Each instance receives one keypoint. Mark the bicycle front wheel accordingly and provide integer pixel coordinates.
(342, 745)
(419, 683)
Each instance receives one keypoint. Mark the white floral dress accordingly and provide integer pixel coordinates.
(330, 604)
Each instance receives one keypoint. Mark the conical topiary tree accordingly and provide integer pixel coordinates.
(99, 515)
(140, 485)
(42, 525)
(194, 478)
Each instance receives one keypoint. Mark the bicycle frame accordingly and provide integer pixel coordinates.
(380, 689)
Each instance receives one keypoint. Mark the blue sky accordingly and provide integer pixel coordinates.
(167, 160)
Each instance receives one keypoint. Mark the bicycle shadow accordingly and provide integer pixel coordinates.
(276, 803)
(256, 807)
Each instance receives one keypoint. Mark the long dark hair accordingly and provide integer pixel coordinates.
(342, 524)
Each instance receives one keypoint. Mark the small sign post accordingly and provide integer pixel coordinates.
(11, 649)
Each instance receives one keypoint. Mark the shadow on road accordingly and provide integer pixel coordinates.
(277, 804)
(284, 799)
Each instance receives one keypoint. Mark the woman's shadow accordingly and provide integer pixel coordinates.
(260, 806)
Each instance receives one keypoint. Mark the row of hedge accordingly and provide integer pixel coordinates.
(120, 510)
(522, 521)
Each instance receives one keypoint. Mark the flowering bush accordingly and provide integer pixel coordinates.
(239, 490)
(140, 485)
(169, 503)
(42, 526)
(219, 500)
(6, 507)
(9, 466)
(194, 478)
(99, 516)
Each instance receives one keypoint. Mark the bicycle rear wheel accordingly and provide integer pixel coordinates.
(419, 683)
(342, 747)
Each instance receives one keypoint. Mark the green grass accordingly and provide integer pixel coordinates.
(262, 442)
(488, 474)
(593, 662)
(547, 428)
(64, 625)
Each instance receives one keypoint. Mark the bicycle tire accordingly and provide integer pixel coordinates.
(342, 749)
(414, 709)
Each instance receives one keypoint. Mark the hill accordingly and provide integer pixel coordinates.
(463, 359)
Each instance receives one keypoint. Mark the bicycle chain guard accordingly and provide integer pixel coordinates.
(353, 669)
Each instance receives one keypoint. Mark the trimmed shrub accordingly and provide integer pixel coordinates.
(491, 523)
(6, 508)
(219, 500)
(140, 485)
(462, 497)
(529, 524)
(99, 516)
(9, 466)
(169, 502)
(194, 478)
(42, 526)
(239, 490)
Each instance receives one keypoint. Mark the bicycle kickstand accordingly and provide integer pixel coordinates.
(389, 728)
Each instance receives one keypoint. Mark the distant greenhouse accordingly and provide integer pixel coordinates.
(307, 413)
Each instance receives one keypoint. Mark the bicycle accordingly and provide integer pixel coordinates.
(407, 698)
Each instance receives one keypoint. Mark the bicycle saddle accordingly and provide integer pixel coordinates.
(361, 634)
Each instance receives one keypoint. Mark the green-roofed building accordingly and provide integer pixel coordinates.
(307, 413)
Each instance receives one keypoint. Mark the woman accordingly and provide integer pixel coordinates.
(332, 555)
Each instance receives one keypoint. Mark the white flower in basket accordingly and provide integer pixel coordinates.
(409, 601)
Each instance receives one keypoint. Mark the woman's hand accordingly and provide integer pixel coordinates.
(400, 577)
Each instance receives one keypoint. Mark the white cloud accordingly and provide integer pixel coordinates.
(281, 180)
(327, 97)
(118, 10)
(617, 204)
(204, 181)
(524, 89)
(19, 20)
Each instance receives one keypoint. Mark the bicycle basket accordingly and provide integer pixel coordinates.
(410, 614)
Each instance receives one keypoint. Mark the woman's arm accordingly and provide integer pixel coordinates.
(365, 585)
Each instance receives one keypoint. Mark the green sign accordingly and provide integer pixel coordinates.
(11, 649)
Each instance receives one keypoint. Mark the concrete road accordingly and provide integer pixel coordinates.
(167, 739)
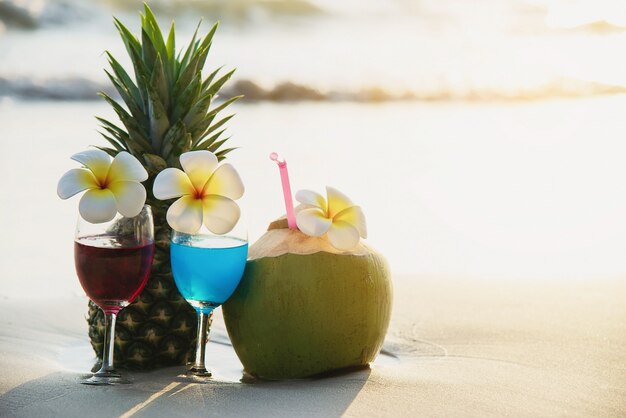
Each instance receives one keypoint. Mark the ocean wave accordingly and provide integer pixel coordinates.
(82, 89)
(32, 14)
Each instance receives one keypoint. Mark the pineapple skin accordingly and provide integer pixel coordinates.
(165, 110)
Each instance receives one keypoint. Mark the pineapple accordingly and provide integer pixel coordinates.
(166, 111)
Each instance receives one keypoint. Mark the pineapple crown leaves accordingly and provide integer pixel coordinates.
(167, 104)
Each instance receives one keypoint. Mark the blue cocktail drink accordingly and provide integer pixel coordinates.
(207, 269)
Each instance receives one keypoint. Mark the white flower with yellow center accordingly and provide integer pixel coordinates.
(112, 184)
(342, 221)
(206, 193)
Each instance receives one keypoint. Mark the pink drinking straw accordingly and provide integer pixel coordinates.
(284, 178)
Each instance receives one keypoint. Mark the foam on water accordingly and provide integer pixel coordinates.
(322, 50)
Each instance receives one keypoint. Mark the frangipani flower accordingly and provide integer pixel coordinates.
(206, 193)
(112, 184)
(342, 221)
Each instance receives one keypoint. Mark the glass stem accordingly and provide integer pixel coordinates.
(109, 343)
(203, 326)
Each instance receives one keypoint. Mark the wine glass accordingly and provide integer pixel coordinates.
(207, 269)
(113, 261)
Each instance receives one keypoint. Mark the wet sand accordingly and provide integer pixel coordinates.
(464, 348)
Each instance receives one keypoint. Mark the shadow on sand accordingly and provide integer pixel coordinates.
(160, 393)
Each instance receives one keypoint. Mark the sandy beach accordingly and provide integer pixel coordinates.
(455, 348)
(547, 338)
(485, 146)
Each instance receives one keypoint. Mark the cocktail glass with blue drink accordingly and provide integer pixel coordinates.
(207, 269)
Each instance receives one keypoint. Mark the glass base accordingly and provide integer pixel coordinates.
(106, 379)
(198, 372)
(195, 375)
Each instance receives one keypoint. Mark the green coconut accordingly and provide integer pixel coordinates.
(304, 308)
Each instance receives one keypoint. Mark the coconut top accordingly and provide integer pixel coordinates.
(279, 240)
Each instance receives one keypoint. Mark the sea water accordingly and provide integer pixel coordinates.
(207, 269)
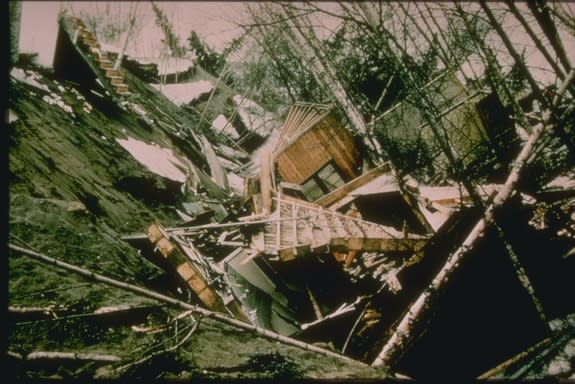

◆ **OBJECTIVE**
Count the lines in the material above that contain the word "pineapple". Give only the number.

◆ **SOLUTION TO THIS TASK**
3